(Position identification records)
········
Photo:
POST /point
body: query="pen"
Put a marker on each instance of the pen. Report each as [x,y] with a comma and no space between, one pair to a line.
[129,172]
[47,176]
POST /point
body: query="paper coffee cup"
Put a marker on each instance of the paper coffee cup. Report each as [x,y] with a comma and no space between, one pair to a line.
········
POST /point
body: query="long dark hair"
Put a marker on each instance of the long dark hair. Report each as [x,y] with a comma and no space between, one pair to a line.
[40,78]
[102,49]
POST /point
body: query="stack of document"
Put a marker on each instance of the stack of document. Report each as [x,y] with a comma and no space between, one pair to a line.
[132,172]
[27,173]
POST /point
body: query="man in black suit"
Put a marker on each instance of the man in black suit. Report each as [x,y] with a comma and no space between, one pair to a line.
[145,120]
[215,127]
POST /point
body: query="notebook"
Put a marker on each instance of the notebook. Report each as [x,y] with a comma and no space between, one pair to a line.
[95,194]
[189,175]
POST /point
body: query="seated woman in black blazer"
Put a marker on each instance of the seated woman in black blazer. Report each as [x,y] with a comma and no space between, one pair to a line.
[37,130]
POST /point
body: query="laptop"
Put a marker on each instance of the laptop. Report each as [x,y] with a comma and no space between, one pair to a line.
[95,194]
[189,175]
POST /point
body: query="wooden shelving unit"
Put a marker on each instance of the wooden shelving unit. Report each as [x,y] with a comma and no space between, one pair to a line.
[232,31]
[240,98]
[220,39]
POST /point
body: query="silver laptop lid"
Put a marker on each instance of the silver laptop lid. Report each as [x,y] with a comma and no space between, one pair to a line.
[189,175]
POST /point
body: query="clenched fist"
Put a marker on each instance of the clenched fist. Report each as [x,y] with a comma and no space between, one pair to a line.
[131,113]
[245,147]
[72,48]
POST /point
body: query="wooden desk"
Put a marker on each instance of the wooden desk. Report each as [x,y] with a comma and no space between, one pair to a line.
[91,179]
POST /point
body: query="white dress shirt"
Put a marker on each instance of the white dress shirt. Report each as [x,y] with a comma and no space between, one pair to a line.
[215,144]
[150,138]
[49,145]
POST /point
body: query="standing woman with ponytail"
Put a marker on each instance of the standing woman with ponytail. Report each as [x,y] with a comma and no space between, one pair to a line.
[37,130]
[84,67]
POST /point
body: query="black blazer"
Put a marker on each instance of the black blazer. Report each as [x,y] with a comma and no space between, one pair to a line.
········
◆ Brief
Which lines in the listing contain the string "seated"? Report each of them in full.

◆ Task response
body: query="seated woman in black blazer"
Put a marker on each instance of the seated woman in black blazer. Report each as [x,y] with a comma and no space between, one pair to a line.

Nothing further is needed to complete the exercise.